• [Coordinate annotation records]
###

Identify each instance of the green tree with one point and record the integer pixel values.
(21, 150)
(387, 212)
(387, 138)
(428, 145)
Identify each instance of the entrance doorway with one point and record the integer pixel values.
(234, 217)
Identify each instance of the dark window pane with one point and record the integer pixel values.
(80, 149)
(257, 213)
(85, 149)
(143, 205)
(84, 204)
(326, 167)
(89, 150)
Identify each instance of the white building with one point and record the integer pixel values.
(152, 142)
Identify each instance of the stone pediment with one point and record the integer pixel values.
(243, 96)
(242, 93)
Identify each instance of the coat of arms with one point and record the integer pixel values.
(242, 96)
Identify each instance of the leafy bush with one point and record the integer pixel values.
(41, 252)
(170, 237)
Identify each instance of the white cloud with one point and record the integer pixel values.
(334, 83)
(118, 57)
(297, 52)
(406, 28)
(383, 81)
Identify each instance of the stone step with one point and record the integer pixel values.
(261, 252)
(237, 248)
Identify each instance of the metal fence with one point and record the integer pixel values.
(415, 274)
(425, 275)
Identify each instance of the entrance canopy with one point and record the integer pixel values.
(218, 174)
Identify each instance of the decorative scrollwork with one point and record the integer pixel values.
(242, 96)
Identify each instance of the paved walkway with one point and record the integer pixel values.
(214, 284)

###

• [Directions for this task] Write out all of the records above word for word, changing nothing.

• [Result]
Identify each instance of the green tree with one point and record the integer pixel values.
(21, 150)
(387, 212)
(387, 138)
(428, 145)
Identify each instance of the entrance doorway with one point and record the integer pixel values.
(234, 217)
Identify each instance of the dark window pane with one point and record the integer pixel values.
(80, 149)
(257, 213)
(85, 149)
(143, 205)
(84, 204)
(326, 167)
(89, 150)
Identify each instance of the white building with one point and record the integer pixel values.
(152, 142)
Identify each instance of the stone pediment with one point and record the integer pixel values.
(243, 96)
(242, 93)
Identify each instance of the coat of arms with one point and record the integer pixel values.
(242, 96)
Identify each instance of the leafy bush with one point and record the integer pixel values.
(41, 252)
(170, 237)
Identify each instance of the white cloud with one point and record the integer pixel values.
(334, 83)
(118, 57)
(297, 52)
(406, 28)
(383, 81)
Identify each instance of the stone step with one point and record the integer pixel values.
(261, 252)
(237, 248)
Identify each instance of the metal fence with one point and record the integer pixel values.
(415, 274)
(425, 275)
Identify each instance of the entrance canopy with one point and record the integer pixel values.
(218, 174)
Identify each instance of the decorative scrollwork with one point and record the integer pixel values.
(242, 96)
Identify each instance of the paved walkway with one point and record the integer pixel values.
(214, 284)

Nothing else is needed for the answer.